My World: SIMD Optimization

ARM processors have conquered the mobile and embedded world by storm. The next frontier for ARM architecture is in making strides in cloud servers. There are several ARM licensees out there who are trying to improve their microarchitecture implementations to extract the best IPC with lowest possible power drain.

This article is about a nice little coprocessor called NEON. NEON coprocessor has its own separate instruction pipeline aimed at working efficiently with vectors and matrices. If you like MATLAB coding you will love to work with NEON. NEON is a SIMD (Single Instruction Multiple Data) processor. SIMD is executing more bits per instruction and thereby theoretically improving the data throughput. A typical ARMv8 processor works on 64 bits (8 bytes) of data per instruction, while a NEON coprocessor can work utmost 256 bits (32 bytes) at a time. In theory there is a 4x improvement in data throughput by simply using NEON over ARM apart from the added benefits of efficiently using the (prefetcher backed) D-cache and I-cache in CPU using NEON loads (vld) and stores (vst).

──────────────────────────────

* [Written problem 1]
Answer these questions about the NEON article, using only what it states:
(a) Where does the article place the next frontier for ARM architecture?
(b) What does SIMD stand for?
(c) How many bits of data per instruction does a typical ARMv8 processor work on?
* [Written problem 2] From the NEON article, extract the passage starting at "ARM processors have" and ending at "possible power drain.".
* [Written problem 3] Translate this sentence from the NEON article into Spanish: "NEON coprocessor has its own separate instruction pipeline aimed at working efficiently with vectors and matrices."

──────────────────────────────

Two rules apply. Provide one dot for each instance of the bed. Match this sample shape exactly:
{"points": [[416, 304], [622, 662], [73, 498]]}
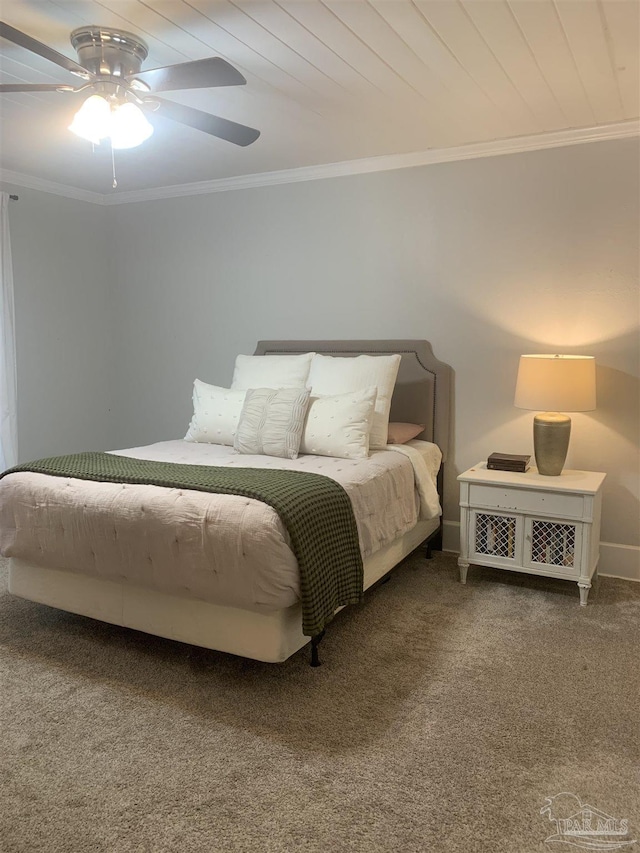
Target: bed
{"points": [[256, 614]]}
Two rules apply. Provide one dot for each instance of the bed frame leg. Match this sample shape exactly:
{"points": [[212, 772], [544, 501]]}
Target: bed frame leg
{"points": [[434, 544], [315, 642]]}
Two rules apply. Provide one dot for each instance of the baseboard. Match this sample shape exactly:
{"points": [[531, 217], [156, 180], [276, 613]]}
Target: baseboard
{"points": [[619, 561], [616, 561]]}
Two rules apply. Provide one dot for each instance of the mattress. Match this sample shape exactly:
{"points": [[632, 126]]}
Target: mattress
{"points": [[223, 549]]}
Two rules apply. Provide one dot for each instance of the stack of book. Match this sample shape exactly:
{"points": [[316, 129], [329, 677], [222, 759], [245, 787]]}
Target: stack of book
{"points": [[509, 462]]}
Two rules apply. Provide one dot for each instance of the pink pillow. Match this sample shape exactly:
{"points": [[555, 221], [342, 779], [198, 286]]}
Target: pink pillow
{"points": [[401, 433]]}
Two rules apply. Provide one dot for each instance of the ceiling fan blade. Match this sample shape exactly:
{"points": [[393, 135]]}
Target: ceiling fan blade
{"points": [[23, 40], [239, 134], [35, 87], [199, 74]]}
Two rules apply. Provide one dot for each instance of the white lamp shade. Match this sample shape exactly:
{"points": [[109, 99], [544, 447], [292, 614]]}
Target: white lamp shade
{"points": [[124, 123], [93, 119], [556, 383]]}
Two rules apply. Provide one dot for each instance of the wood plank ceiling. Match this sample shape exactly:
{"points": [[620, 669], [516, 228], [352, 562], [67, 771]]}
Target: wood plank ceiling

──────────────────────────────

* [Written answer 1]
(a) In making strides in cloud servers.
(b) Single Instruction Multiple Data.
(c) 64 bits (8 bytes).

* [Written answer 2]
ARM processors have conquered the mobile and embedded world by storm. The next frontier for ARM architecture is in making strides in cloud servers. There are several ARM licensees out there who are trying to improve their microarchitecture implementations to extract the best IPC with lowest possible power drain.

* [Written answer 3] El coprocesador NEON tiene su propio pipeline de instrucciones independiente, orientado a trabajar de manera eficiente con vectores y matrices.